● Instruction: Convert the part of the records below that opens with the line containing "Tag every instance of the snow drift" and closes with the line containing "pixel 159 193" into a two-column CSV with columns named text and answer, one row per record. Put each record's text and its answer in a single quoted field each, with line breaks replaced by spaces.

● Records:
=-=-=-=-=
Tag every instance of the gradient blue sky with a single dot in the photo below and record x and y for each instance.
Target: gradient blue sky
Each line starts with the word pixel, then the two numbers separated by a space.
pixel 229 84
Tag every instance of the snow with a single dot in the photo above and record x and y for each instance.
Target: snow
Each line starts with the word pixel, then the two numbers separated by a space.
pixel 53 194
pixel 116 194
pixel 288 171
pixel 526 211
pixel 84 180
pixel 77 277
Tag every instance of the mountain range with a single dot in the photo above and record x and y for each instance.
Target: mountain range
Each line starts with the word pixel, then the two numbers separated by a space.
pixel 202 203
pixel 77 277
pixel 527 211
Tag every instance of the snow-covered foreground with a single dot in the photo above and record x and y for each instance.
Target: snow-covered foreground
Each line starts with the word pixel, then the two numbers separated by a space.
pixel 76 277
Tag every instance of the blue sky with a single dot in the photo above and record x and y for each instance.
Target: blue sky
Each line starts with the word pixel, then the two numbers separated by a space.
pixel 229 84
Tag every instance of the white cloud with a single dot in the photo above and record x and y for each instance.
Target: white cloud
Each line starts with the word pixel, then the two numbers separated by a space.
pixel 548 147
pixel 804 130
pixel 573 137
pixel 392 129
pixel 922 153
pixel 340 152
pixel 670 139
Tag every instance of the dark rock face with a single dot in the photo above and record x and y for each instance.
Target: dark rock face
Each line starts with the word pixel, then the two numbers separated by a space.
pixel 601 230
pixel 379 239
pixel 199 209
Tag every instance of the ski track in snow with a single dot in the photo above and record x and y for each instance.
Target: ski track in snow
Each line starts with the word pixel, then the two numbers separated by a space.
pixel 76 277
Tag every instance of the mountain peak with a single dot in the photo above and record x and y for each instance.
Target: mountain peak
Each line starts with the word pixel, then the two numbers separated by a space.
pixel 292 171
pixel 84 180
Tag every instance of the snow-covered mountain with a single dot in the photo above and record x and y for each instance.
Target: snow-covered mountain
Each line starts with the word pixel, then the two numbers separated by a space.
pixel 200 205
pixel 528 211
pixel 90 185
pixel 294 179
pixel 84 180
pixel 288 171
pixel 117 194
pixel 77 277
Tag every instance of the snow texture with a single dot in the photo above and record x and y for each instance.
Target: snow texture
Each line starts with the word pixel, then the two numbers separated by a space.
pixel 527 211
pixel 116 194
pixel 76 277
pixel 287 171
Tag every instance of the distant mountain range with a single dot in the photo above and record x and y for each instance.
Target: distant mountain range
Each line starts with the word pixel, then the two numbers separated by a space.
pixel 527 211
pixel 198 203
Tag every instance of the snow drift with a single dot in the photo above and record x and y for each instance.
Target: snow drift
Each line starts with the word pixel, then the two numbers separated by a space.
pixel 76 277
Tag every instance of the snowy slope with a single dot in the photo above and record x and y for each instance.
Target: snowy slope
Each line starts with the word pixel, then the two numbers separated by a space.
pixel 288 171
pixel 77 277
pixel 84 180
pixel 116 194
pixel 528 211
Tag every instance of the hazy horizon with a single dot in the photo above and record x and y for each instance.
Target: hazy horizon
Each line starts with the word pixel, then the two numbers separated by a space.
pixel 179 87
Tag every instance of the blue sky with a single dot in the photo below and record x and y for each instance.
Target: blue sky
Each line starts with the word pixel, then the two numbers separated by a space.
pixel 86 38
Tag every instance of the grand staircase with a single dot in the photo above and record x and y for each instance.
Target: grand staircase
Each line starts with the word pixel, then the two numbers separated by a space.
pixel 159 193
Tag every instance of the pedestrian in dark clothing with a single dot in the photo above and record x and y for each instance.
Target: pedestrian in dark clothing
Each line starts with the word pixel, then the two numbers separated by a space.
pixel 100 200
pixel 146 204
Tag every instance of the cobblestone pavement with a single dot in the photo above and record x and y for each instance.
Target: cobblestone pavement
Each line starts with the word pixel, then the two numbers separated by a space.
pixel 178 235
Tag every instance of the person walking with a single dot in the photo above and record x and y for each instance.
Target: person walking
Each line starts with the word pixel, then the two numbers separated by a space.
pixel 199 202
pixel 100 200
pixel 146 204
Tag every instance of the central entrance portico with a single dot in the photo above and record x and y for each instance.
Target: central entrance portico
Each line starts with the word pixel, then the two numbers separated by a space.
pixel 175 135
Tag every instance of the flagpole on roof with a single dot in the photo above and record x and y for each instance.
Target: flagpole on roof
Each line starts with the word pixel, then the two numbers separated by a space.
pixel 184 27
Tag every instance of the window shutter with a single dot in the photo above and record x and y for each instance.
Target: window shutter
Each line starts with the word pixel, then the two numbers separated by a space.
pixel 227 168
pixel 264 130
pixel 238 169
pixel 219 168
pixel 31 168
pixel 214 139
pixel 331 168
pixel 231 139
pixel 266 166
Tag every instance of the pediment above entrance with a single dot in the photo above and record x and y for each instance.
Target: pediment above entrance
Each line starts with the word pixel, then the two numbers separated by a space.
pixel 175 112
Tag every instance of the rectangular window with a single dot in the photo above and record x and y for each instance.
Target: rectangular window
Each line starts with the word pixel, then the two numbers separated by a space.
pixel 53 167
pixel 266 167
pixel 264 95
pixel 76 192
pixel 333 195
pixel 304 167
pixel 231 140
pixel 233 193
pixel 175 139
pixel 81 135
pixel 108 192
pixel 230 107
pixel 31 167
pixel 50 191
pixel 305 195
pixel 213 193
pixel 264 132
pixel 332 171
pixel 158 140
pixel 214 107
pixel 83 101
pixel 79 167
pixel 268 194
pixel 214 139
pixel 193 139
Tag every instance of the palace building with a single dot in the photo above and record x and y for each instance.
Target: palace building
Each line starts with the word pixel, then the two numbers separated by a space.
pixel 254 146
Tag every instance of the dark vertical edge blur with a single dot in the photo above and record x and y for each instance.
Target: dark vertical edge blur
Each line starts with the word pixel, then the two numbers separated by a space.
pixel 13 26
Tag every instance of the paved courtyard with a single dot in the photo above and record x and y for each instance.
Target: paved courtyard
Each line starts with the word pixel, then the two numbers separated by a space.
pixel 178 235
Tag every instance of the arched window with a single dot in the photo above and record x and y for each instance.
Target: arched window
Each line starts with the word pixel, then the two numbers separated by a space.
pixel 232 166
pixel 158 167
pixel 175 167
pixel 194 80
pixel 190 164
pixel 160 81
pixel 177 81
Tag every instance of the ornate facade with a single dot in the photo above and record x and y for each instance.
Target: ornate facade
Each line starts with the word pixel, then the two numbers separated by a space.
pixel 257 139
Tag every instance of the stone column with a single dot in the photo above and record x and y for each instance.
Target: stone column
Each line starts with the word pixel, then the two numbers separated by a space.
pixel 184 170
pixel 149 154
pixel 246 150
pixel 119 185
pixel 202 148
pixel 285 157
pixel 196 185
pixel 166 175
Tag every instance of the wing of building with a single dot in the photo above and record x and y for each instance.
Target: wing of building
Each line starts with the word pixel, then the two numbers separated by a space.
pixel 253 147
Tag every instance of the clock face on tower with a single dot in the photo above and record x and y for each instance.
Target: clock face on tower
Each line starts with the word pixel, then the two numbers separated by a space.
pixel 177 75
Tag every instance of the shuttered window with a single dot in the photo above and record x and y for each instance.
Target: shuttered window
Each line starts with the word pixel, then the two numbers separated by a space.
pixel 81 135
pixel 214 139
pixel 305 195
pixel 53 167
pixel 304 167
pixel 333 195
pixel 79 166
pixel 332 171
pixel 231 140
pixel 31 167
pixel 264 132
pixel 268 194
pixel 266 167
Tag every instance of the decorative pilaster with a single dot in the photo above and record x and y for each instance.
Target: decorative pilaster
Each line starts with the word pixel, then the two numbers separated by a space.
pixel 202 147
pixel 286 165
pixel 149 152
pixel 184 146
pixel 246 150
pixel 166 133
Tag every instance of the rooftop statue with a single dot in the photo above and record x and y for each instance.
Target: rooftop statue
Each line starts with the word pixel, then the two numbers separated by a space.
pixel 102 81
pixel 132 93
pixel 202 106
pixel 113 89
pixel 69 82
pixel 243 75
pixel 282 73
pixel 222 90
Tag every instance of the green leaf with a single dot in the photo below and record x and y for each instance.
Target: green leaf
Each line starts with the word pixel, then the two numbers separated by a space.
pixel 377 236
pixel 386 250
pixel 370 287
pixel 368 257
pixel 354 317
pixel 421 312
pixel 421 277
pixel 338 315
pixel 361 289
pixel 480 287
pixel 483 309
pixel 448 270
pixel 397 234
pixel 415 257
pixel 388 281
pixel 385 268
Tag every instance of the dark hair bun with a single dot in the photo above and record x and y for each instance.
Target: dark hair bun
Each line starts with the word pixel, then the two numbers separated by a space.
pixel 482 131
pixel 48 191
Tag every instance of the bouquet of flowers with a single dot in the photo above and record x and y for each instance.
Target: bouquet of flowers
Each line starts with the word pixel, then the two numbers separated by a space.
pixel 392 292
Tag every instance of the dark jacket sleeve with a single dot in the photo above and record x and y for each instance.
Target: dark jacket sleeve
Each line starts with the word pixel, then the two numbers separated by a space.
=-=-=-=-=
● Response below:
text,answer
"Tag every instance of the snow drift with a single dot in the photo above and record x and y for each instance. Target: snow drift Each line starts with the word pixel, then the two numbers separated by a space.","pixel 76 277"
"Tag every instance of the snowy slope with a single dot in the photo above and record x and y for each instance. Target: snowy slope Each line starts with the word pixel, then the two numbers separated by a space.","pixel 288 171 pixel 77 277 pixel 84 180 pixel 116 194 pixel 528 211"
"Tag every instance of the hazy horizon with a single dot in the photo above and record x and y for each instance. Target: hazy horizon Each line starts with the word pixel, then the two numbers separated by a space.","pixel 179 87"
"Tag every instance of the blue sky with a single dot in the photo below and record x and y for each instance. Target: blue sky Each line starts with the word pixel, then the two numbers separated by a space.","pixel 86 38"
"Tag every instance of the grand staircase with a single dot in the photo above and record x and y for each instance. Target: grand staircase Each line starts with the word pixel, then the two numbers separated by a space.","pixel 159 193"